» SOURCE PASSAGE:
★ ★ ★ ★ ★
Thanks to the patch my 360 controller keeps vibrating when an explosion is near.
Does anyone know how to turn off the vibration? I don't like disconnecting my controller every time I play BF3.


----------



## SonDa5

Quote:


> Originally Posted by *shad0wfax*
> 
> You might find one used on eBay or at a game store. Alot of people bought them as Downloadable through Origin and I'm not sure that I'd trust buying one second-hand in that situation.


Bought it from Origin for $30.


----------



## Intel4Life

Quote:


> Originally Posted by *michintom*
> 
> Thanks to the patch my 360 controller keeps vibrating when an explosion is near.
> Does anyone know how to turn off the vibration? I don't like disconnecting my controller every time I play BF3.


Download the newest version.
http://bf3.realmware.co.uk/settings-editor/downloads

Screenshot showing settings for vibration









Direct link


----------



## goldman11

any external links to download this?

every time I try it from origin it starts the download and pauses it then says its finished when it didn't do anything..


----------



## llama16

Could someone help me with this: since installing 22-11 patch, I can't even play the game for half around before 'BF3.exe stopped working'. This happened before after 2-3 rounds but now it's way to frequent, I can NEVER finish a round.

The game ran and runs ultra smooth with the system in my sig (I now have 4GB of ram though). But it constantly freezes/crashes/...
★ ★ ★ ★ ★
Pointing data excerpts
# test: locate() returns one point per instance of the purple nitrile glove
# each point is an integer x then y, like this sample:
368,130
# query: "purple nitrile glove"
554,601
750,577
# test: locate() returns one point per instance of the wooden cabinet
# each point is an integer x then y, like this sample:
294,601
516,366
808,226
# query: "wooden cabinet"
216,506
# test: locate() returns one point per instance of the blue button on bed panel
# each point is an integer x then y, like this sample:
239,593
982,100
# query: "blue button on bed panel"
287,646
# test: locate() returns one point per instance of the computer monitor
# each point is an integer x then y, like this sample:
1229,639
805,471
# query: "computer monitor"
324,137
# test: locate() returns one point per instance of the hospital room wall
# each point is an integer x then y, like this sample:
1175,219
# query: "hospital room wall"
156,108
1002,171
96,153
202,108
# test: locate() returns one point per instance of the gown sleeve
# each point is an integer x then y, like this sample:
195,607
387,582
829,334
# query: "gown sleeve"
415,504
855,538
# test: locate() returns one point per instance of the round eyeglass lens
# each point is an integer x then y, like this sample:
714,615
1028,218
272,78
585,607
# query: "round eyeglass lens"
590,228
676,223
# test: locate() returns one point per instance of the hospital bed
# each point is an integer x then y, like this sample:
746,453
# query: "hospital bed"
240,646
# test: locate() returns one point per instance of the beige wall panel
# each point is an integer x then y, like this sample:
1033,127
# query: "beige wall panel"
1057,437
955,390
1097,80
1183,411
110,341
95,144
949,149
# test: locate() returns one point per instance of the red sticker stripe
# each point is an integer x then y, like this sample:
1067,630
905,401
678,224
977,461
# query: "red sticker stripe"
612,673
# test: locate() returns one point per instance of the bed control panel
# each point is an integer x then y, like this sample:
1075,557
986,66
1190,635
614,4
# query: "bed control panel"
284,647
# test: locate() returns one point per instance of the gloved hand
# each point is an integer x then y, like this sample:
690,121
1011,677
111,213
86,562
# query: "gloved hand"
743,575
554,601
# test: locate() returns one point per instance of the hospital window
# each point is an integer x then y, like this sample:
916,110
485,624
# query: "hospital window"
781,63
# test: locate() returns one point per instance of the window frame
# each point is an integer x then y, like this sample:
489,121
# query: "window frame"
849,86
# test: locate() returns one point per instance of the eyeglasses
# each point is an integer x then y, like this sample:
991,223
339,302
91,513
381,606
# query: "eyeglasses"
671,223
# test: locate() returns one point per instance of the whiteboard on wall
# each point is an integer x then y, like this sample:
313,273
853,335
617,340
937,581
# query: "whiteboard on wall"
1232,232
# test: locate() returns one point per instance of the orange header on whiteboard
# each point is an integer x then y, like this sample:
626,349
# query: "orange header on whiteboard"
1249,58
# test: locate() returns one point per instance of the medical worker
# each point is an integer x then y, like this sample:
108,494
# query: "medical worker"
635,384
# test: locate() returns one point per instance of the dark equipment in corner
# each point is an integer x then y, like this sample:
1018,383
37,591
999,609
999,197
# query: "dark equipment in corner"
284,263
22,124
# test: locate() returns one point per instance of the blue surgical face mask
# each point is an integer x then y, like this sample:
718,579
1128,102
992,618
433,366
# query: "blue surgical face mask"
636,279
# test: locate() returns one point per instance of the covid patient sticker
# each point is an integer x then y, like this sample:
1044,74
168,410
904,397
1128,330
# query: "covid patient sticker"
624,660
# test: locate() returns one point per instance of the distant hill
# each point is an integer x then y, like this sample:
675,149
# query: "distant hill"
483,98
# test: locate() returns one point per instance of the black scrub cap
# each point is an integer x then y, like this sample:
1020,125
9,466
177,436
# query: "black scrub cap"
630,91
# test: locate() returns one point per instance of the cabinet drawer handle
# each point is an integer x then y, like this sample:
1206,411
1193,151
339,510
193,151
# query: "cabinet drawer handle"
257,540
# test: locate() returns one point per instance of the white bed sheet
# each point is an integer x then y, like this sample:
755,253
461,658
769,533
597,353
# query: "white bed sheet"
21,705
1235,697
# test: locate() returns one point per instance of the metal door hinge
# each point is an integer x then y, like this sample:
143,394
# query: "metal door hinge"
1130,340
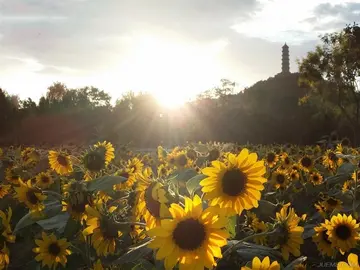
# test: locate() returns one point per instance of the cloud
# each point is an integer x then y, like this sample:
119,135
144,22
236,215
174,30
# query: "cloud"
71,33
329,17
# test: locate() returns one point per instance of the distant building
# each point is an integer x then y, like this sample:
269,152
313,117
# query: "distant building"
285,61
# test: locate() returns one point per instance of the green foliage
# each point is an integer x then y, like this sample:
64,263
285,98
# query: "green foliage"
51,209
332,72
105,183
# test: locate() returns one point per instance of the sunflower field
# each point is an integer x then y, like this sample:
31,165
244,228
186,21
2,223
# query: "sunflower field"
197,206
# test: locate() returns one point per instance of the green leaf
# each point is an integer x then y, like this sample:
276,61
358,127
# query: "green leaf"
201,148
295,262
308,231
346,168
193,184
133,255
51,209
105,183
57,222
340,178
231,226
247,251
71,228
183,175
143,264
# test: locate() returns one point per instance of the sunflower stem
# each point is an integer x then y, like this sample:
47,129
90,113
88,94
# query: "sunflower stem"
53,193
84,256
233,247
132,223
354,194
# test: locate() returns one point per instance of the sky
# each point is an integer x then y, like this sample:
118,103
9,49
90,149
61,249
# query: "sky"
171,48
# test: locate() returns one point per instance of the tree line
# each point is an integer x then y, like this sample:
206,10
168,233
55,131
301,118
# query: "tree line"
297,108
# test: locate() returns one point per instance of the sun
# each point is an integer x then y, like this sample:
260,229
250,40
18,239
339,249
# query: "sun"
170,100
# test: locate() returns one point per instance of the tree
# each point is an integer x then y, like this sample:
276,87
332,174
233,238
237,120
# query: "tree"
56,91
332,72
28,104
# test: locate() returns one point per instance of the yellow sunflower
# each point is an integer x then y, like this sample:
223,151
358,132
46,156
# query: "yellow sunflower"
131,178
60,163
51,251
235,184
356,175
94,160
286,161
260,227
108,149
193,237
214,154
289,237
4,190
32,197
306,163
153,204
316,178
161,153
250,218
163,170
347,185
343,232
4,257
102,229
265,264
182,160
300,266
294,175
30,156
271,159
321,239
280,179
98,265
12,175
353,263
77,198
44,180
135,166
6,226
330,204
330,159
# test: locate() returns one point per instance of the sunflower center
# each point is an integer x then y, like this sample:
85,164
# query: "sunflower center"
62,160
343,232
45,179
189,234
271,157
78,207
306,162
280,179
287,160
31,197
95,162
332,202
233,182
325,237
332,156
181,160
283,236
54,249
108,228
124,174
214,154
153,206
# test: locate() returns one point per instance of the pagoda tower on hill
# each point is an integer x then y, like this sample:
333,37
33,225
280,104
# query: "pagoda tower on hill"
285,61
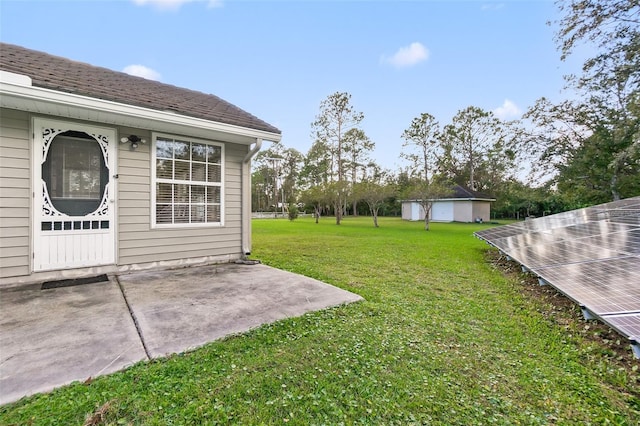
★ ★ ★ ★ ★
» THE EXERCISE: What does the forum thread say in the part that opens with the words "## goldman11" and closes with "didn't do anything.."? Write that part out word for word. Answer using only the forum thread.

» THE REPLY:
## goldman11

any external links to download this?

every time I try it from origin it starts the download and pauses it then says its finished when it didn't do anything..